+++ EXTRACTOS DE DATOS

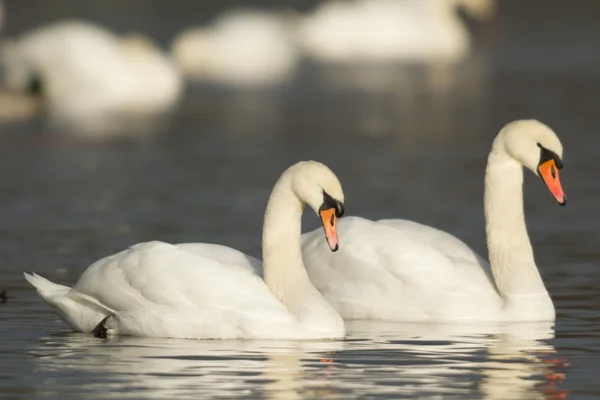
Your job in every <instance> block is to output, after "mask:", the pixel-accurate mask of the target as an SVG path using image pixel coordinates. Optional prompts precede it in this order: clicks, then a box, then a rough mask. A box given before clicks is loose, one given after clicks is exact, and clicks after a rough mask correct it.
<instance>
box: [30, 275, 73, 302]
mask: <svg viewBox="0 0 600 400" xmlns="http://www.w3.org/2000/svg"><path fill="white" fill-rule="evenodd" d="M23 275H24V276H25V279H27V282H29V283H31V284H32V285H33V287H35V288H36V289H37V291H38V293H39V294H40V296H42V298H44V299H46V298H47V297H50V296H56V295H63V296H64V295H66V294H67V293H69V290H71V288H70V287H67V286H63V285H57V284H56V283H52V282H50V281H49V280H48V279H46V278H43V277H41V276H39V275H38V274H36V273H35V272H32V273H31V274H28V273H26V272H25V273H23Z"/></svg>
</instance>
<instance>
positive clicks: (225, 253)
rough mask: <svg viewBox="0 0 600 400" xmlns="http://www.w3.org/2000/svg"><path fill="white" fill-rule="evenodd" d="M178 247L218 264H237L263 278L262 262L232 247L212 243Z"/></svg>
mask: <svg viewBox="0 0 600 400" xmlns="http://www.w3.org/2000/svg"><path fill="white" fill-rule="evenodd" d="M177 247H178V248H180V249H183V250H186V251H189V252H192V253H194V254H197V255H199V256H201V257H207V258H210V259H212V260H214V261H216V262H220V263H224V264H235V265H239V266H240V267H241V268H248V269H249V270H251V271H254V272H256V274H257V275H258V276H261V277H262V276H263V268H262V262H261V261H260V260H259V259H257V258H254V257H252V256H249V255H247V254H244V253H242V252H241V251H239V250H236V249H233V248H231V247H227V246H222V245H220V244H210V243H182V244H178V245H177Z"/></svg>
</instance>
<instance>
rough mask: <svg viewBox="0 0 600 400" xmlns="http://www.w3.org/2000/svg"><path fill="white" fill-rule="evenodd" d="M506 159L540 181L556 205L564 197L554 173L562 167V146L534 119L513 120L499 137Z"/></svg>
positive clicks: (556, 178)
mask: <svg viewBox="0 0 600 400" xmlns="http://www.w3.org/2000/svg"><path fill="white" fill-rule="evenodd" d="M499 137H501V138H502V142H503V143H504V146H505V149H506V151H507V152H508V154H509V155H510V156H512V157H513V158H514V159H515V160H517V161H518V162H520V163H521V164H522V165H524V166H525V167H527V168H529V169H530V170H531V171H532V172H533V173H534V174H536V175H537V176H539V177H540V178H542V180H543V181H544V183H545V184H546V186H547V187H548V190H550V193H552V195H554V197H555V198H556V201H558V203H559V204H560V205H563V206H564V205H565V204H566V202H567V197H566V196H565V193H564V191H563V189H562V186H561V184H560V178H559V174H558V170H559V169H561V168H562V167H563V161H562V154H563V149H562V144H561V143H560V140H559V139H558V136H556V133H554V131H553V130H552V129H550V128H549V127H548V126H546V125H544V124H542V123H541V122H539V121H536V120H533V119H531V120H521V121H514V122H511V123H509V124H508V125H506V126H505V127H504V128H503V129H502V131H501V132H500V134H499Z"/></svg>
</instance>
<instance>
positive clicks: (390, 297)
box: [302, 217, 495, 321]
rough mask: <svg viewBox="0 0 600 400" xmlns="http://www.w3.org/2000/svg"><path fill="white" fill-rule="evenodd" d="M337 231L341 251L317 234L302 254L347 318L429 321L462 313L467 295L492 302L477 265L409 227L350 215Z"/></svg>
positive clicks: (329, 295)
mask: <svg viewBox="0 0 600 400" xmlns="http://www.w3.org/2000/svg"><path fill="white" fill-rule="evenodd" d="M338 232H339V236H340V249H339V250H338V252H337V253H331V252H330V251H328V249H327V247H326V245H325V243H324V241H323V238H322V232H319V230H317V231H315V232H311V233H308V234H306V235H304V236H303V248H302V250H303V258H304V263H305V265H306V268H307V270H308V272H309V276H310V278H311V280H312V281H313V282H314V283H315V286H317V288H318V289H319V290H321V291H322V292H323V294H324V295H325V296H326V297H327V299H328V300H330V301H331V302H332V304H333V305H334V307H336V309H338V311H339V312H340V314H341V315H342V316H343V317H345V318H383V319H398V320H416V321H418V320H431V319H439V318H441V316H453V315H456V314H460V313H461V312H462V310H461V309H460V307H458V306H459V305H460V306H461V307H464V305H463V304H462V303H463V302H464V299H465V298H466V297H465V296H473V295H474V294H477V295H478V296H479V297H483V298H485V299H488V300H489V301H494V300H493V299H494V296H495V293H494V290H493V289H492V290H490V283H489V280H488V278H487V277H486V275H485V273H484V271H483V270H482V269H481V266H479V264H477V263H472V262H471V261H461V262H458V263H457V262H455V259H453V256H449V255H447V254H445V253H444V252H443V251H440V250H439V249H437V248H436V247H434V246H432V245H431V243H430V242H428V241H425V242H422V241H421V240H420V239H421V238H420V237H419V235H418V234H414V232H413V231H412V230H411V229H398V228H396V227H392V226H389V225H388V224H385V223H378V222H373V221H369V220H366V219H363V218H358V217H346V218H343V219H341V220H340V222H339V227H338ZM486 301H487V300H486ZM467 307H469V306H467Z"/></svg>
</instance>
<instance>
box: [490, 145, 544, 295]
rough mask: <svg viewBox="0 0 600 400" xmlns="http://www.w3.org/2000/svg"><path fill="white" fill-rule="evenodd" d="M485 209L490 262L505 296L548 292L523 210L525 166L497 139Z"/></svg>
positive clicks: (528, 294)
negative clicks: (532, 242) (498, 142)
mask: <svg viewBox="0 0 600 400" xmlns="http://www.w3.org/2000/svg"><path fill="white" fill-rule="evenodd" d="M484 209H485V220H486V234H487V245H488V252H489V257H490V265H491V269H492V273H493V275H494V279H495V281H496V286H497V288H498V290H499V292H500V295H501V296H503V297H508V296H510V295H536V294H544V293H546V288H545V287H544V283H543V282H542V278H541V277H540V274H539V271H538V269H537V266H536V265H535V261H534V258H533V249H532V248H531V243H530V241H529V236H528V235H527V228H526V227H525V215H524V212H523V168H522V167H521V165H520V164H519V163H518V162H517V161H516V160H514V159H513V158H512V157H510V156H509V155H508V154H507V153H506V151H505V150H504V147H503V146H501V145H500V144H499V143H494V146H493V147H492V151H491V153H490V155H489V158H488V164H487V168H486V173H485V195H484Z"/></svg>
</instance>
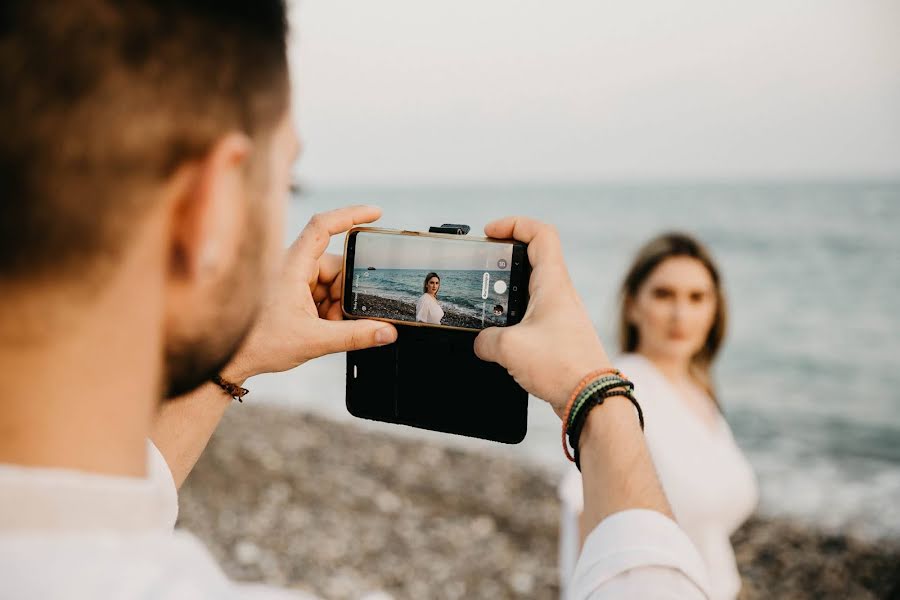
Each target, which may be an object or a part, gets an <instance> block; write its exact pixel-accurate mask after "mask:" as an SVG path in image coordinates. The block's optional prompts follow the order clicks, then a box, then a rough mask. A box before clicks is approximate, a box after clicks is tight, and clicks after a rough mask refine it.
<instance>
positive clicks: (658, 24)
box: [290, 0, 900, 186]
mask: <svg viewBox="0 0 900 600" xmlns="http://www.w3.org/2000/svg"><path fill="white" fill-rule="evenodd" d="M292 25H293V31H294V32H293V39H292V42H291V48H290V55H291V61H292V77H293V80H294V106H295V111H296V118H297V121H298V124H299V127H300V132H301V136H302V139H303V142H304V147H305V150H304V156H303V158H302V160H301V162H300V163H299V169H298V174H299V175H300V176H301V177H302V178H303V180H304V181H305V182H307V183H309V184H311V185H313V186H315V185H370V184H386V185H408V184H479V183H504V184H505V183H567V182H577V183H582V182H595V181H597V182H602V181H635V180H636V181H647V180H663V181H672V180H735V179H739V180H758V179H763V180H766V179H768V180H772V179H777V180H781V179H823V178H824V179H842V178H897V177H900V2H898V1H897V0H804V1H801V0H756V1H750V0H745V1H743V2H737V1H734V0H694V1H691V2H677V1H676V2H673V1H670V0H655V1H640V0H636V1H634V2H621V1H618V2H613V1H603V0H592V1H585V0H567V1H566V2H547V1H546V0H541V1H539V0H488V1H484V0H477V1H476V0H454V2H427V1H422V0H379V1H378V2H371V1H363V0H358V1H356V2H353V1H350V0H296V1H295V2H294V3H293V4H292Z"/></svg>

++++++

#### SOBRE EL EJERCICIO:
Filtra los datos y copia cada línea donde aparezca la palabra "image".

#### RESPUESTA AL EJERCICIO:
Your job in every <instance> block is to output, after "mask:", the pixel-accurate mask of the target as an SVG path using image pixel coordinates. Optional prompts precede it in this order: clicks, then a box, then a rough mask. A box given before clicks is loose, one given after clicks is exact, and clicks after a rough mask correct it.
Each target, which may be an object or a part, gets an <instance> block; write its exact pixel-accurate mask after "mask:" as an SVG path in image coordinates. The block's optional prompts follow the order clicks, then a box, then a rough mask. A box before clicks is approximate, a box after clicks is tight, and clicks after a rough mask refine it.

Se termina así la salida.